== Problem statement ==
What this exercise needs is every entry restated as written, with no pictures.

##### Dataset excerpts #####

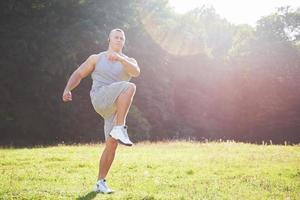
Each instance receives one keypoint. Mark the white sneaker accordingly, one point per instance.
(102, 187)
(120, 134)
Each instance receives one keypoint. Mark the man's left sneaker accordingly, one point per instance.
(102, 187)
(120, 134)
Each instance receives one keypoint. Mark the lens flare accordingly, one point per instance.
(177, 37)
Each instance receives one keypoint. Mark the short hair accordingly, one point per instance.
(116, 29)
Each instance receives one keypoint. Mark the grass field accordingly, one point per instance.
(164, 170)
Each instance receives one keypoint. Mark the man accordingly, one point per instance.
(111, 96)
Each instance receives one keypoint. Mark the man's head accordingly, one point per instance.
(116, 39)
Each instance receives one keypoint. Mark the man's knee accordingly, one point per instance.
(111, 143)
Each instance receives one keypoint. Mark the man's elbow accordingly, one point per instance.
(136, 73)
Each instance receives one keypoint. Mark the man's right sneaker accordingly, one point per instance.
(102, 187)
(120, 134)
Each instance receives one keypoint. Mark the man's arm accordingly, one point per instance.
(130, 64)
(81, 72)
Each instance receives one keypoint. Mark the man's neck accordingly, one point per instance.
(113, 50)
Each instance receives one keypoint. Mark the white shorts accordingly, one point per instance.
(104, 102)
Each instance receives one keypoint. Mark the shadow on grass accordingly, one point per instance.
(90, 195)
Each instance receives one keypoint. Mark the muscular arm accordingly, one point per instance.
(130, 66)
(81, 72)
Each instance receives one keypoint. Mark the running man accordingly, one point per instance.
(111, 96)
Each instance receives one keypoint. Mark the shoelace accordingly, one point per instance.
(124, 132)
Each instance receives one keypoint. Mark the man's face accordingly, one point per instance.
(117, 40)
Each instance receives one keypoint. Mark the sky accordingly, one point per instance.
(236, 11)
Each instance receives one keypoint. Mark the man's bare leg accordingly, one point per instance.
(123, 104)
(107, 157)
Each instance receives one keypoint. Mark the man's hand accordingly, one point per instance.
(67, 96)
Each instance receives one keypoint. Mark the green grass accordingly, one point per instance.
(165, 170)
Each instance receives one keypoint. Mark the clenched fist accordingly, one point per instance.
(67, 96)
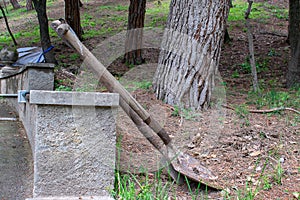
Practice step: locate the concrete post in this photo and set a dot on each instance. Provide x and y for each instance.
(73, 142)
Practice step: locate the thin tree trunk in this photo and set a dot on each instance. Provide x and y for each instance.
(40, 7)
(8, 28)
(251, 48)
(15, 4)
(190, 52)
(293, 74)
(29, 5)
(134, 37)
(72, 16)
(5, 6)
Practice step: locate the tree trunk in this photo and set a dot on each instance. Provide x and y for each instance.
(15, 4)
(40, 7)
(190, 52)
(72, 16)
(29, 5)
(293, 74)
(134, 37)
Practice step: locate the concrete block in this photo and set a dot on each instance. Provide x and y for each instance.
(74, 151)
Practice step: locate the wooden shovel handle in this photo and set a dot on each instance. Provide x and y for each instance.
(107, 79)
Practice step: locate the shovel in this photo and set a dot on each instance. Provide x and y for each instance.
(178, 163)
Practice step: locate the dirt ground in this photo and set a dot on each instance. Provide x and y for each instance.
(246, 151)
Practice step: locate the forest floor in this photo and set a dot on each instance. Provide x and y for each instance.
(253, 154)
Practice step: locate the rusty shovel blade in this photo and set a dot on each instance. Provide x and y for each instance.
(178, 162)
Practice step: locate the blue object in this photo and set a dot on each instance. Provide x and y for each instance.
(31, 55)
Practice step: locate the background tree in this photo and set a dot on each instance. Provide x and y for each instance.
(40, 7)
(293, 74)
(29, 5)
(72, 16)
(15, 4)
(190, 52)
(134, 37)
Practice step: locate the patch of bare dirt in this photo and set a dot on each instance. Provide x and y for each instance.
(245, 153)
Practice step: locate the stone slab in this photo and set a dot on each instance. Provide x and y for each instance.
(74, 98)
(74, 150)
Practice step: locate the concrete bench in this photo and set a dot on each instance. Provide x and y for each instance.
(72, 136)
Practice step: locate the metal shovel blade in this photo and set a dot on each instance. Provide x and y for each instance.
(194, 170)
(180, 163)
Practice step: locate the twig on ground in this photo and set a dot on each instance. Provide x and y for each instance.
(266, 110)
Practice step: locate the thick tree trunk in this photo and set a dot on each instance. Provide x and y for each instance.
(40, 7)
(15, 4)
(293, 74)
(72, 16)
(190, 52)
(29, 5)
(134, 37)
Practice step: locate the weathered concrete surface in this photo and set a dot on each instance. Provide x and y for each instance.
(16, 163)
(74, 141)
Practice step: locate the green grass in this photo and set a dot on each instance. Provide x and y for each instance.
(156, 16)
(261, 11)
(274, 98)
(113, 8)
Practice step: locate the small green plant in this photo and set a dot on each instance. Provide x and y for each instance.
(74, 56)
(278, 173)
(266, 183)
(242, 112)
(235, 74)
(146, 85)
(175, 112)
(272, 52)
(63, 88)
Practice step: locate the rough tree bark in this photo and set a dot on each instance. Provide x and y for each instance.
(40, 7)
(15, 4)
(134, 37)
(72, 16)
(190, 52)
(251, 48)
(293, 74)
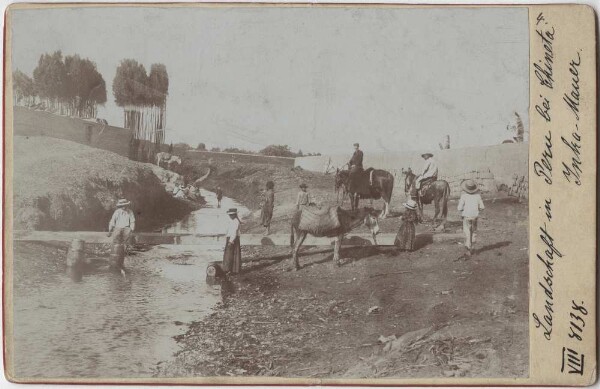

#####

== Your solution ==
Each instance receives one keypoint. Mark the white sneaker accordingly, one point per instance.
(102, 187)
(120, 134)
Each instance receives one keypoint. Mark the man's left sneaker accordingly, one point per instance.
(102, 187)
(120, 134)
Each instance receives one keypoint. Mark the lens flare accordingly, one point per instance.
(177, 37)
Each instance receives one keypoint. Mark the short hair accordingly, one point per instance.
(116, 29)
Each instance receives one keypoint. Mark the grass field accordingly, one point per instance.
(164, 170)
Each instance receives one keypoint. Mark the man accordingly, one point per instance.
(111, 96)
Each instance receives one keypoint. Mark the man's head accordingly, one point per instance.
(116, 39)
Each instance receives one keypoint. Mark the man's knee accordingly, one point per instance.
(111, 143)
Each instance receives one keypoint. Mark the man's elbow accordingly, one point per instance.
(136, 73)
Each instance receives one keypoint. Mark the man's right sneaker accordingly, one point per instance.
(102, 187)
(120, 134)
Each instance receives one keypoint. Mark the man's arm accordingly, one point per instance.
(130, 64)
(81, 72)
Each instance receives one keypoint. Mark the man's neck accordingly, one point per instance.
(113, 50)
Each instance receives one keypoint. Mark the white shorts accordingly, one point per instance.
(104, 102)
Each instance receives one keypoint. Mark the shadow on grass accordingly, one point per instance.
(90, 195)
Each instance receives one keypoint. Mark the muscular arm accordingly, one point per instance.
(130, 66)
(81, 72)
Each instance receives one keypoint. Mark the running man accordingly, one point per instance.
(111, 96)
Each instance receives one keypoint. Mark the shoelace accordingly, one point per instance.
(124, 132)
Each instance receives one keypoint. Mark the man's face accordingly, one point per instance.
(117, 40)
Each instance receives one keypoint. Mark the sky accordingly, one point per instance.
(236, 11)
Each instance receives one keypoint. Mark the man's bare leg accordingly, one point per instance.
(123, 104)
(107, 157)
Each instance receives one keypoint. Mark the man's hand accordingly, one point per instance.
(67, 96)
Each instance receives one keypoint. Mark the green grass accordingly, one point per instance.
(165, 170)
Each instance receives one keypoint. Mark the clenched fist accordingly, one point per instance.
(67, 96)
Practice step: locate the concrete post in this photo and set a dot on each instance. Provide x and y for each instance.
(73, 142)
Practice step: locate the thin tree trunk in this photo and set a dot on each instance. Provide x and y for each instance.
(40, 7)
(8, 28)
(251, 48)
(15, 4)
(190, 52)
(293, 74)
(29, 5)
(134, 37)
(72, 16)
(5, 6)
Practice step: locate the tree trunk in this photo and set a dot on each instance. Provide x and y for each instance.
(15, 4)
(40, 7)
(190, 52)
(72, 16)
(29, 5)
(293, 74)
(134, 37)
Practice step: locate the concrete block in this photo and set a dot on each instance. Provide x and y for each instance.
(74, 151)
Practice step: locate the wooden shovel handle in this photo and set a dot on each instance. Provide x and y for each instance.
(107, 79)
Practice step: locate the shovel in this photo and set a dot on each instance. Provide x and y for each instance.
(178, 163)
Practice step: locate the dirt ground in this photo and set a dot on each instance. Provide x and y for each instance.
(246, 151)
Practice step: locate the forest floor in this photo and set a dot on each instance. Provide x and y for each instance.
(253, 154)
Practice step: locate the rusty shovel blade in this photo and set a dot on each instance. Provide x and y for each instance.
(178, 162)
Practice step: locate the blue object in this photo and set a dot on each instance. Provide x and y for each instance.
(31, 55)
Practice step: locate the background tree in this photo and set a dot on each instance. Provide x and y for each instance.
(40, 7)
(293, 74)
(29, 5)
(72, 16)
(15, 4)
(190, 52)
(134, 37)
Practice step: locate the patch of bare dirt in this photo and set a dot on each instance. Provide x and y for each instance.
(245, 153)
Practice step: locate the stone slab in this photo and set a dot on each instance. Provide x and y for each instance.
(74, 98)
(74, 150)
Practice step: locate the concrete bench in this photo and set a dot on each instance. Provide x and y for each instance.
(72, 136)
Practice step: locate the metal shovel blade in this photo and set a dot on each instance. Provide x and y for each instance.
(194, 170)
(180, 163)
Practice step: locate the twig on ground in this photo and set a dot on each instance. Provide x and y for each instance.
(266, 110)
Practice step: locate the thick tree trunk in this photo and set a dot on each instance. Provide x and y for each instance.
(40, 7)
(15, 4)
(293, 74)
(72, 16)
(190, 52)
(29, 5)
(134, 37)
Practice step: locate the weathered concrete surface in this photo and set a dot on each instance. Provide x and y for each instance.
(16, 163)
(74, 141)
Practice step: locate the green grass in this photo and set a dot on each instance. Provide x and y for each instance.
(156, 16)
(261, 11)
(274, 98)
(113, 8)
Practice step: locate the small green plant in this photo and set a dot on each instance. Provide x and y for each instance.
(74, 56)
(278, 173)
(266, 183)
(242, 112)
(235, 74)
(146, 85)
(175, 112)
(272, 52)
(63, 88)
Practice step: locate the rough tree bark in this photo and set a dot on each instance. Provide x and y for each instance.
(40, 7)
(15, 4)
(134, 37)
(72, 16)
(190, 52)
(251, 48)
(293, 74)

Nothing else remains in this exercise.